WORK TASK A: In the passage on distributed tracing, what is a desync event?
WORK TASK B: Name the key properties of a distributed tracing system listed in the passage on distributed tracing.
WORK TASK C: Write out everything in the passage on distributed tracing from "1. Desync Events" down to "tracer's like DataDog's.".

DOCUMENT SECTION:
As we saw above, online video games are a distributed system where each computer in the system renders a different perspective of the game state. If we want to analyze this distributed rendering system, we'll need a tracing system that can record all the different perspectives. Let's take a step back from the game-specific world and think about the general properties of an abstract distributed tracing system. Then, we can apply these properties to our specific, video game use case. The key properties to of a distributed tracing system are:

  1. Temporal State - This property tracks the state for each computer in the distributed system at each time step. This is standard for distributed tracer's like Dapper. In addition to this basic temporal state, we'll also want to track some key events. Like Git [1], we always have a single source of truth. So, we'll also want to track key events where clients' states adjust relative to the single source of truth. You can think of the following as branch and merge events in Git.
    1. Desync Events - Events when a client's state no longer matches the server's state.
    2. Merge Events - Events when a client's state recovers from a desync event.
  2. Multiple Temporal Granularities - It may be too expensive to record every event for every computer in a distributed system. A tracing system should be able to record basic events for many computers while also recording more detailed events on a subset of computers. This is standard for distributed tracer's like DataDog's.
  3. Spatial State - This property tracks the locations of the different computers. Some computers may sit near each other, such as servers on the same datacenter rack, while others may be moving with an unreliable connection, like cellphones. Storing the locations of the different computers will enable developers reviewing the traces to identify shared properties of buggy computers and suggest reasons for issues. This is standard for tracing events in distributed systems like Google's datacenters. Google extended traceroute to be aware of their datacenters' spatial layouts.

Now that we've established these properties, let's see how they are applied video games.

  1. Temporal State For Player Behavior Analysis - A client's rendering of the game is their temporal state. We must track this state in order to analyze their behavior. For a CSGO game with 10 players, we need the trace to record 10 different temporal states in order to study each client's behavior.
  2. Desync And Merge Events For Network Debugging - Not all network lag is problematic. Lag is only an issue if it impacts gameplay. For example, the death shown in the images above is an impossible event from the server's perspective: a player died behind a wall. The client desynced from the server, showing the player in a different location, and then merged by creating an impossible event, a death behind a wall. This is a situation where lag impacts gameplay. Tracking when lag causes desync events between the temporal states will enable us to focus on network issues that impact gameplay.

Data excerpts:
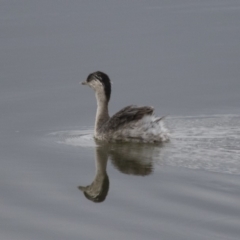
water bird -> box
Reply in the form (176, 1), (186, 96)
(82, 71), (169, 143)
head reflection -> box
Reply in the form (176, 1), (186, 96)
(78, 142), (162, 202)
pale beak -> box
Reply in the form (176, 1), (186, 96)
(80, 81), (88, 85)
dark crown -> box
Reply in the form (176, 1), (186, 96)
(87, 71), (111, 101)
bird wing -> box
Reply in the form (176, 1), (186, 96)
(108, 105), (154, 129)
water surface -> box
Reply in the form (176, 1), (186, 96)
(0, 0), (240, 240)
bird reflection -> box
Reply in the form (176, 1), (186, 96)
(78, 141), (165, 202)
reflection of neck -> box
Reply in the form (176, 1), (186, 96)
(95, 92), (109, 134)
(95, 148), (108, 176)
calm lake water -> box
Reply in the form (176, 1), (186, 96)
(0, 0), (240, 240)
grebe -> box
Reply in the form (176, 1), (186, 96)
(82, 71), (169, 143)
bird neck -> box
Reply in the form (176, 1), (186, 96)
(95, 93), (109, 134)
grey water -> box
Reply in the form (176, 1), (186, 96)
(0, 0), (240, 240)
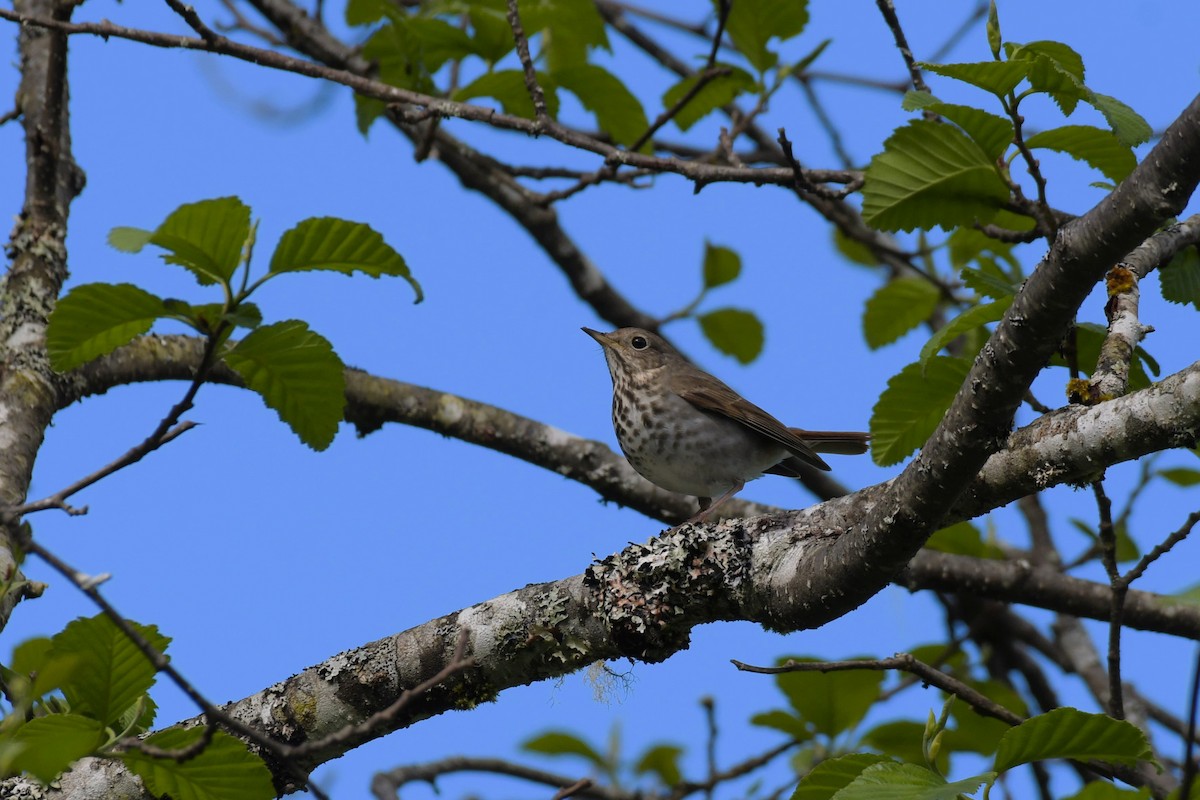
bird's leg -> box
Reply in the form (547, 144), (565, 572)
(688, 481), (745, 522)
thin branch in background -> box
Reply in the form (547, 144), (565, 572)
(875, 0), (929, 92)
(508, 0), (550, 121)
(550, 777), (592, 800)
(926, 1), (988, 61)
(23, 539), (329, 800)
(700, 697), (716, 800)
(732, 652), (1025, 726)
(1092, 481), (1129, 720)
(1178, 646), (1200, 800)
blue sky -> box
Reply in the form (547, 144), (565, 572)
(0, 0), (1200, 798)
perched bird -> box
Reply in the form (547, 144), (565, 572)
(583, 327), (869, 522)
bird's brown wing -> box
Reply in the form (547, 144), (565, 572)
(671, 371), (829, 470)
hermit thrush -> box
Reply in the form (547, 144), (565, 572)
(583, 327), (869, 522)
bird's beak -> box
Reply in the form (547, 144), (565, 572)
(580, 327), (612, 348)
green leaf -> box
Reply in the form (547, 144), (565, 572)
(775, 656), (883, 736)
(863, 277), (942, 350)
(11, 714), (107, 783)
(224, 319), (346, 450)
(46, 283), (167, 372)
(834, 762), (994, 800)
(713, 0), (809, 73)
(988, 0), (1002, 60)
(697, 308), (764, 363)
(901, 91), (1013, 161)
(704, 242), (742, 289)
(523, 0), (608, 71)
(1004, 41), (1090, 116)
(871, 356), (971, 467)
(791, 753), (888, 800)
(1084, 91), (1154, 148)
(994, 708), (1153, 772)
(1025, 125), (1138, 184)
(554, 64), (650, 146)
(521, 730), (608, 768)
(1063, 781), (1150, 800)
(925, 522), (1004, 559)
(662, 64), (757, 131)
(454, 70), (558, 120)
(1158, 247), (1200, 311)
(1158, 467), (1200, 487)
(270, 217), (424, 302)
(860, 720), (936, 771)
(108, 197), (250, 285)
(121, 728), (276, 800)
(863, 120), (1008, 230)
(918, 61), (1030, 97)
(750, 709), (811, 741)
(920, 297), (1013, 363)
(634, 745), (683, 788)
(53, 614), (170, 724)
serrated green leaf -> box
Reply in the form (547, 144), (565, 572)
(871, 356), (971, 467)
(1063, 781), (1152, 800)
(662, 64), (756, 131)
(270, 217), (424, 302)
(454, 70), (558, 120)
(920, 297), (1013, 363)
(750, 709), (811, 741)
(10, 714), (107, 783)
(521, 730), (608, 766)
(925, 522), (1004, 559)
(863, 120), (1008, 230)
(863, 277), (942, 350)
(1025, 125), (1138, 184)
(775, 656), (883, 736)
(791, 753), (888, 800)
(697, 308), (764, 363)
(53, 614), (170, 724)
(1158, 247), (1200, 311)
(121, 728), (276, 800)
(860, 720), (931, 771)
(1158, 467), (1200, 487)
(988, 0), (1002, 60)
(1004, 41), (1090, 116)
(554, 64), (650, 146)
(634, 745), (683, 788)
(918, 61), (1030, 97)
(46, 283), (166, 372)
(520, 0), (608, 71)
(224, 319), (346, 450)
(901, 91), (1013, 161)
(1084, 91), (1154, 148)
(704, 242), (742, 289)
(133, 197), (250, 285)
(994, 708), (1153, 772)
(833, 762), (994, 800)
(714, 0), (809, 73)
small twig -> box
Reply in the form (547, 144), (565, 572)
(550, 777), (592, 800)
(1178, 648), (1200, 798)
(875, 0), (929, 92)
(1092, 481), (1129, 720)
(287, 628), (475, 759)
(733, 652), (1024, 726)
(508, 0), (550, 122)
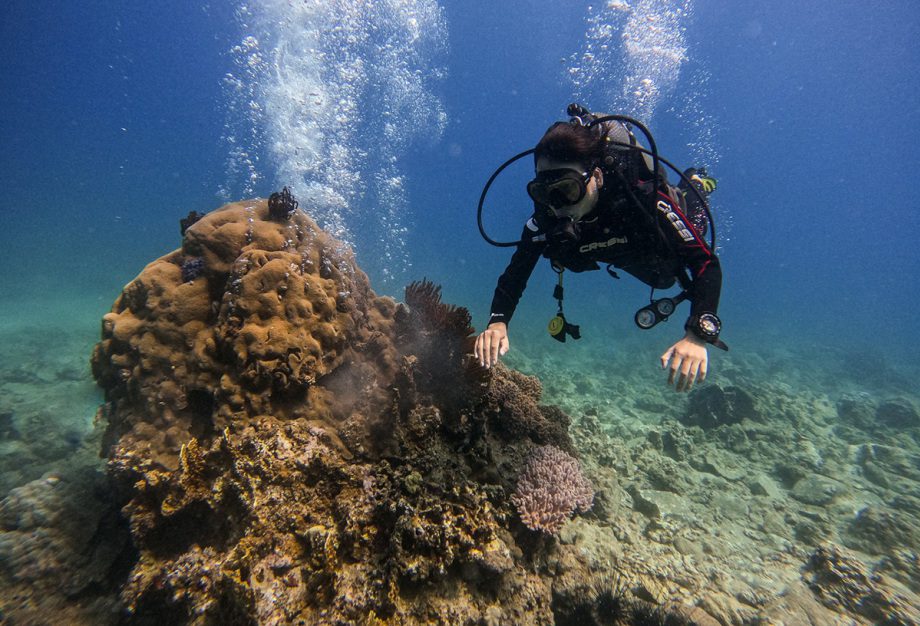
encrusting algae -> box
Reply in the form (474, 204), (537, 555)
(92, 197), (660, 624)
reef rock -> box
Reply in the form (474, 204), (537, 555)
(92, 200), (600, 624)
(803, 544), (916, 624)
(683, 385), (761, 428)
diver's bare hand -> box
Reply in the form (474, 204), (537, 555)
(661, 332), (709, 391)
(473, 322), (511, 368)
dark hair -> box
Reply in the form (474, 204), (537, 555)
(533, 122), (604, 169)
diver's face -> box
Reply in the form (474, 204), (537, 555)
(528, 157), (604, 221)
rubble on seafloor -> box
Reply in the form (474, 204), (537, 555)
(0, 194), (920, 626)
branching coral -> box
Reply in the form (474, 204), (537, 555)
(511, 446), (594, 535)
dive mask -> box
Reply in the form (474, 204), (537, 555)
(527, 168), (591, 209)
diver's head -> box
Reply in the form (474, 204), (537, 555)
(527, 122), (604, 222)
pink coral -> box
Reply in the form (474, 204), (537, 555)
(511, 446), (594, 535)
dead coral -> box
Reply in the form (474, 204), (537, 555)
(93, 201), (582, 624)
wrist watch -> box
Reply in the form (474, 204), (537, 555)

WRITTEN SOLUTION A: An event when a client's state no longer matches the server's state.

WRITTEN SOLUTION B: Temporal State; Multiple Temporal Granularities; Spatial State

WRITTEN SOLUTION C:
1. Desync Events - Events when a client's state no longer matches the server's state.
    2. Merge Events - Events when a client's state recovers from a desync event.
  2. Multiple Temporal Granularities - It may be too expensive to record every event for every computer in a distributed system. A tracing system should be able to record basic events for many computers while also recording more detailed events on a subset of computers. This is standard for distributed tracer's like DataDog's.